Write out the following lines as a JSON list of strings, one string per line and no entries for blank lines.
___ DATASET ENTRIES
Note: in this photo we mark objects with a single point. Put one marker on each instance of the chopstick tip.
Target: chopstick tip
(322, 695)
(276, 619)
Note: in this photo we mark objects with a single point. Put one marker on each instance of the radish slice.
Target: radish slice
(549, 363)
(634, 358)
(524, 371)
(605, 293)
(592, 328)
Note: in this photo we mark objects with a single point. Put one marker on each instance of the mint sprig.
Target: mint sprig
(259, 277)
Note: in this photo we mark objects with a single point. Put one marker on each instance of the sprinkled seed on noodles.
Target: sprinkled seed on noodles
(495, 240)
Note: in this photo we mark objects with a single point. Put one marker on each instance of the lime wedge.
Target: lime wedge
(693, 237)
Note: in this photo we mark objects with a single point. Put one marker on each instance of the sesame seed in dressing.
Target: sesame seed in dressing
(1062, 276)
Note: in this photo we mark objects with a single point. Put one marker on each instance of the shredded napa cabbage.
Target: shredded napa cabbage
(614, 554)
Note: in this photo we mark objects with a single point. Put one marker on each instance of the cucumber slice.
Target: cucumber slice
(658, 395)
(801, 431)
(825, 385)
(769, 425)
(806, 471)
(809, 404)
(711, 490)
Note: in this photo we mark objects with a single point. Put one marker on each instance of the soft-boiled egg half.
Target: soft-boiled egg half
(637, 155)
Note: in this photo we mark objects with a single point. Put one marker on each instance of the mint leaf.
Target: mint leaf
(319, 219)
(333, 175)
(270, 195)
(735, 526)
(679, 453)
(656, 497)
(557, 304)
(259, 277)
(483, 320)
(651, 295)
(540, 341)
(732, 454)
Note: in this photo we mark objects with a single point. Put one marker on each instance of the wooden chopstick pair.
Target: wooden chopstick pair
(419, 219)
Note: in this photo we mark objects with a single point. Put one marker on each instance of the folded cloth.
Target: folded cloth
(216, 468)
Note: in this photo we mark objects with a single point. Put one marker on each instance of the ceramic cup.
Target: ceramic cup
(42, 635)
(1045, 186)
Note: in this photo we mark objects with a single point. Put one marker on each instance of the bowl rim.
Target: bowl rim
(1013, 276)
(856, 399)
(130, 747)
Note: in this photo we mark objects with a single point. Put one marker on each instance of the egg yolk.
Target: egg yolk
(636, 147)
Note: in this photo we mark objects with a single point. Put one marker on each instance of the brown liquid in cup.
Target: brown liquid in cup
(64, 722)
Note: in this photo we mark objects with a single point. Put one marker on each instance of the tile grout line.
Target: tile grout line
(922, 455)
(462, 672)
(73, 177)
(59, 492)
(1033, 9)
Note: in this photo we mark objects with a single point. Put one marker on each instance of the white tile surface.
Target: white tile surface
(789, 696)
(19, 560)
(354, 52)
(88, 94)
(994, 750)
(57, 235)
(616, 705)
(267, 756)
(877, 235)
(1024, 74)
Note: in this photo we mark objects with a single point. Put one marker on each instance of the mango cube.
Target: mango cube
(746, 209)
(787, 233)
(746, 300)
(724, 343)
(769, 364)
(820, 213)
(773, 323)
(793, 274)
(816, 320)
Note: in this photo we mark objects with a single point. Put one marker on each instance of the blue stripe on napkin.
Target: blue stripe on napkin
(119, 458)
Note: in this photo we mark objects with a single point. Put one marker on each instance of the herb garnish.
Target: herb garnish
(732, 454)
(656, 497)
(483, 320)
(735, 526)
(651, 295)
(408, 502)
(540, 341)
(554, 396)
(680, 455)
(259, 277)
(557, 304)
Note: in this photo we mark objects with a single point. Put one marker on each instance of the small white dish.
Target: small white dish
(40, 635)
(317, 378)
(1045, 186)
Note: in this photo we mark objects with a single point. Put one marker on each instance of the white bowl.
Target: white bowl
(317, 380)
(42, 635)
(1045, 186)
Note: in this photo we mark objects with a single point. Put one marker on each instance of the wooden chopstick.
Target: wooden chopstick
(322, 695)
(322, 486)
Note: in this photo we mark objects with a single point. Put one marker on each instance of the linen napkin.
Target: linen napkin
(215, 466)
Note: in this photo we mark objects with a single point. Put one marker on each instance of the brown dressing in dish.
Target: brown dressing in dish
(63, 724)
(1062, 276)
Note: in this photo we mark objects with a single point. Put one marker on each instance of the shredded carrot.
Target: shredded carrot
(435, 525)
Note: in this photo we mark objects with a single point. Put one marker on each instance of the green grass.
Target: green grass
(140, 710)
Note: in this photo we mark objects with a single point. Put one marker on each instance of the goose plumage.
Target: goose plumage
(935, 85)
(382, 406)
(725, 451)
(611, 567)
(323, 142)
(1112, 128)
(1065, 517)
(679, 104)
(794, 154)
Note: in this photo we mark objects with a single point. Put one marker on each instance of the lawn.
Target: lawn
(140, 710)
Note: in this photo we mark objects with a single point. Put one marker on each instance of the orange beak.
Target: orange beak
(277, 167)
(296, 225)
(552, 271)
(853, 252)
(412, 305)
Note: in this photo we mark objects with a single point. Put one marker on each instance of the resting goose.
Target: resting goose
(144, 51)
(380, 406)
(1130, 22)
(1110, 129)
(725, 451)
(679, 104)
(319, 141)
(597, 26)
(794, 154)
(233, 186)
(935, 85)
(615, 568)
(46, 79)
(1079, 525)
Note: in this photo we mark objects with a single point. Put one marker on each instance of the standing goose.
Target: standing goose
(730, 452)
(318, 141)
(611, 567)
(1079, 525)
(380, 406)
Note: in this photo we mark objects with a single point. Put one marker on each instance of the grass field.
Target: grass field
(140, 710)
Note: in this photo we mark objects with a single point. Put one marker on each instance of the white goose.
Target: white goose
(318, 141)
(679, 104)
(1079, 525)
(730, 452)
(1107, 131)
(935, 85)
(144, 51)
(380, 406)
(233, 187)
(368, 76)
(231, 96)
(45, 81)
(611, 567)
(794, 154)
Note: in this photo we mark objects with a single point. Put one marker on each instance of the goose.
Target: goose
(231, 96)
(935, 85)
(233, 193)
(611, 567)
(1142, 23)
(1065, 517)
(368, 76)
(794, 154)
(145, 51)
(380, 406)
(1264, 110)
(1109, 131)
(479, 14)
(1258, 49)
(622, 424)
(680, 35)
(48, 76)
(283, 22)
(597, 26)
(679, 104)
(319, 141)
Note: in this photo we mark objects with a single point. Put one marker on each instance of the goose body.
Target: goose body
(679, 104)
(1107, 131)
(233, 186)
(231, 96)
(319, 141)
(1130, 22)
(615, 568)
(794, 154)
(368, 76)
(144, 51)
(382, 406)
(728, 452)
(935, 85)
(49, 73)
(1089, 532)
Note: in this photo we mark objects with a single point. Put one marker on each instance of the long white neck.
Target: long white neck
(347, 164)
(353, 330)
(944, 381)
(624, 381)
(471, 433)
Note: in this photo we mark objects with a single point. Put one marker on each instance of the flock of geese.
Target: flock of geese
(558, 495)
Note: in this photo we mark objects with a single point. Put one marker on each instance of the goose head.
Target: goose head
______
TASK OUTPUT —
[
  "Note: in this photo we mark objects with a single point. Put one marker on each instance of the chopstick tip.",
  "Target: chopstick tip",
  "(322, 695)",
  "(276, 619)",
  "Note: in this photo we mark objects with a single point. Put one marker on each instance of the radish slice.",
  "Target: radish slice",
  "(549, 363)",
  "(634, 358)",
  "(524, 371)",
  "(605, 293)",
  "(592, 328)",
  "Note: in this photo we mark objects with a single point. Put one marker on each instance of the mint sprig.",
  "Target: mint sprig",
  "(259, 277)",
  "Note: in this photo we mark objects with a single point. Put one marker on each instance of the sprinkled seed on noodles.",
  "Target: sprinkled seed on noodles",
  "(495, 240)",
  "Note: in this photo we mark objects with a single point. Put one marker on each instance of the lime wedge.",
  "Target: lime wedge",
  "(693, 237)",
  "Note: in this photo we mark objects with a single point. Put one marker on each instance of the sesame seed in dressing.",
  "Target: sesame seed in dressing",
  "(1062, 276)",
  "Note: in this photo we mark objects with a single point. Put one marker on each instance of the shredded napa cabbage.",
  "Target: shredded napa cabbage",
  "(614, 554)",
  "Note: in this photo we mark objects with a single point. Put one marker on each instance of the cucumber slice.",
  "Target: cucumber slice",
  "(658, 395)",
  "(801, 431)",
  "(825, 385)",
  "(769, 425)",
  "(806, 471)",
  "(809, 404)",
  "(711, 490)",
  "Note: in this photo we mark objects with a single point. Put one marker on each instance of the soft-boiled egg half.",
  "Target: soft-boiled egg half",
  "(637, 155)",
  "Note: in this photo we mark objects with a single point. Put one marker on each instance of the mint leaf.",
  "Target: mint leaf",
  "(319, 219)",
  "(333, 175)",
  "(270, 195)",
  "(735, 526)",
  "(679, 453)",
  "(656, 497)",
  "(557, 304)",
  "(259, 277)",
  "(483, 320)",
  "(651, 295)",
  "(540, 341)",
  "(732, 454)",
  "Note: in this photo we mark objects with a single point. Put one marker on each instance of the wooden chopstick pair.",
  "Target: wooden chopstick pair",
  "(419, 219)",
  "Note: in this photo we mark objects with a single point. Put one marker on each instance of the folded cloth.",
  "Target: folded cloth",
  "(216, 468)",
  "Note: in this photo we mark objects with a single point. Put one marker on each instance of the ceramic cup.",
  "Target: ceramic cup",
  "(42, 635)",
  "(1045, 186)",
  "Note: in this photo we mark objects with a single point. Put one marker on each instance of the bowl rim.",
  "Target: bowl rim",
  "(1013, 276)",
  "(856, 399)",
  "(130, 747)",
  "Note: in this photo we mark objects with a single point. Put one marker on each instance of the egg yolk.",
  "Target: egg yolk",
  "(636, 147)",
  "Note: in this photo we mark objects with a single point. Put one marker on each instance of the brown liquid in cup.",
  "Target: brown liquid in cup",
  "(64, 722)",
  "Note: in this photo we mark objects with a single point. Put one marker on each instance of the tile grout line.",
  "Target: tile grout line",
  "(922, 455)",
  "(462, 672)",
  "(73, 177)",
  "(59, 492)",
  "(1033, 9)",
  "Note: in this photo we mark objects with a single point. Put one marker on each instance of the white tile surface.",
  "Target: white tile surface",
  "(789, 696)",
  "(19, 560)",
  "(354, 52)",
  "(88, 94)",
  "(994, 750)",
  "(57, 235)",
  "(616, 705)",
  "(267, 756)",
  "(877, 235)",
  "(1024, 74)",
  "Note: in this photo we mark objects with a single point. Put one marker on each instance of the mango cube.",
  "Target: mango cube",
  "(746, 209)",
  "(787, 233)",
  "(746, 300)",
  "(724, 343)",
  "(769, 364)",
  "(820, 213)",
  "(773, 323)",
  "(793, 274)",
  "(816, 320)",
  "Note: in this photo we mark objects with a single point. Put one marker on each instance of the blue stripe on napkin.",
  "Target: blue stripe on napkin",
  "(119, 458)",
  "Note: in this photo we mark objects with a single point. Put one marker on each instance of the herb garnish.",
  "Target: herb garnish",
  "(732, 454)",
  "(656, 497)",
  "(483, 320)",
  "(735, 526)",
  "(651, 295)",
  "(408, 502)",
  "(540, 341)",
  "(554, 396)",
  "(680, 455)",
  "(259, 277)",
  "(557, 304)",
  "Note: in this photo we mark objects with a single point. Put one marker on each instance of the small white dish.",
  "Target: small white dish",
  "(40, 635)",
  "(317, 378)",
  "(1045, 186)",
  "Note: in this photo we mark objects with a single point. Put one marker on each instance of the white bowl.",
  "Target: white bowl",
  "(317, 380)",
  "(42, 635)",
  "(1045, 186)",
  "Note: in this photo we mark objects with a single point. Put one marker on each instance of the wooden chopstick.",
  "Target: wooden chopstick",
  "(322, 695)",
  "(322, 486)",
  "Note: in this photo we mark objects with a single point. Put one marker on each instance of the linen napkin.",
  "Target: linen napkin",
  "(215, 466)",
  "Note: in this photo we mark objects with a single point. Put one marker on each instance of the brown dressing in dish.",
  "Target: brown dressing in dish",
  "(63, 724)",
  "(1062, 276)",
  "Note: in this photo we mark objects with a single point. Put one marker on each instance of the shredded carrot.",
  "Target: shredded carrot",
  "(435, 525)",
  "Note: in this photo we mark objects with a single point. Put one marker on each instance of the green grass.",
  "Target: green grass",
  "(140, 710)",
  "Note: in this photo we mark objects with a single point. Put one marker on each instance of the goose plumage.",
  "Target: goose plumage",
  "(935, 85)",
  "(382, 406)",
  "(725, 451)",
  "(611, 567)",
  "(323, 142)",
  "(1112, 128)",
  "(1065, 517)",
  "(679, 104)",
  "(794, 154)",
  "Note: in this photo we mark objects with a single point. Put one marker on each instance of the lawn.",
  "Target: lawn",
  "(140, 710)",
  "Note: in this photo we mark objects with a single point. Put one marker on each instance of the orange beak.",
  "Target: orange beak",
  "(277, 167)",
  "(296, 225)",
  "(552, 271)",
  "(853, 252)",
  "(412, 305)",
  "Note: in this photo we mark objects with a single point. Put one marker on each instance of the resting goose.",
  "Target: resting goose",
  "(144, 51)",
  "(380, 406)",
  "(1130, 22)",
  "(1110, 129)",
  "(725, 451)",
  "(679, 104)",
  "(319, 141)",
  "(597, 26)",
  "(794, 154)",
  "(233, 186)",
  "(935, 85)",
  "(615, 568)",
  "(46, 79)",
  "(1079, 525)",
  "Note: in this photo we mark objects with a single point. Put one marker on each instance of the standing goose.",
  "Target: standing goose",
  "(730, 452)",
  "(318, 141)",
  "(611, 567)",
  "(1079, 525)",
  "(380, 406)",
  "Note: in this photo we mark objects with a single point. Put one marker on each instance of the grass field.",
  "Target: grass field",
  "(140, 710)",
  "Note: in this photo we mark objects with a single point. Put one marker on each instance of the white goose.",
  "Target: white goose",
  "(318, 141)",
  "(679, 104)",
  "(1079, 525)",
  "(730, 452)",
  "(1107, 131)",
  "(935, 85)",
  "(144, 51)",
  "(380, 406)",
  "(233, 187)",
  "(368, 76)",
  "(231, 96)",
  "(45, 81)",
  "(611, 567)",
  "(794, 154)",
  "Note: in this photo we mark objects with a single point. Put one marker on each instance of the goose.",
  "Target: goose",
  "(231, 96)",
  "(935, 85)",
  "(233, 193)",
  "(611, 567)",
  "(1142, 23)",
  "(1065, 517)",
  "(368, 76)",
  "(794, 154)",
  "(145, 51)",
  "(380, 406)",
  "(1264, 110)",
  "(1109, 131)",
  "(479, 14)",
  "(1258, 49)",
  "(622, 424)",
  "(680, 35)",
  "(48, 76)",
  "(283, 22)",
  "(597, 26)",
  "(679, 104)",
  "(319, 141)",
  "Note: in this photo we mark objects with a single point. Put one marker on each instance of the goose body.",
  "Target: goose body",
  "(679, 104)",
  "(1107, 131)",
  "(233, 186)",
  "(231, 96)",
  "(319, 141)",
  "(1130, 22)",
  "(615, 568)",
  "(794, 154)",
  "(368, 76)",
  "(144, 51)",
  "(382, 406)",
  "(728, 452)",
  "(935, 85)",
  "(49, 73)",
  "(1089, 532)",
  "Note: in this photo we mark objects with a single point. Put one marker on each instance of the long white neck.",
  "Target: long white neck",
  "(347, 164)",
  "(353, 330)",
  "(944, 381)",
  "(624, 381)",
  "(471, 433)",
  "Note: in this photo we mark objects with a single point. Put one marker on each instance of the flock of geese.",
  "Target: flock of geese",
  "(558, 495)",
  "Note: in this photo we mark objects with a single point. Put one marker on each instance of the goose head.",
  "Target: goose head"
]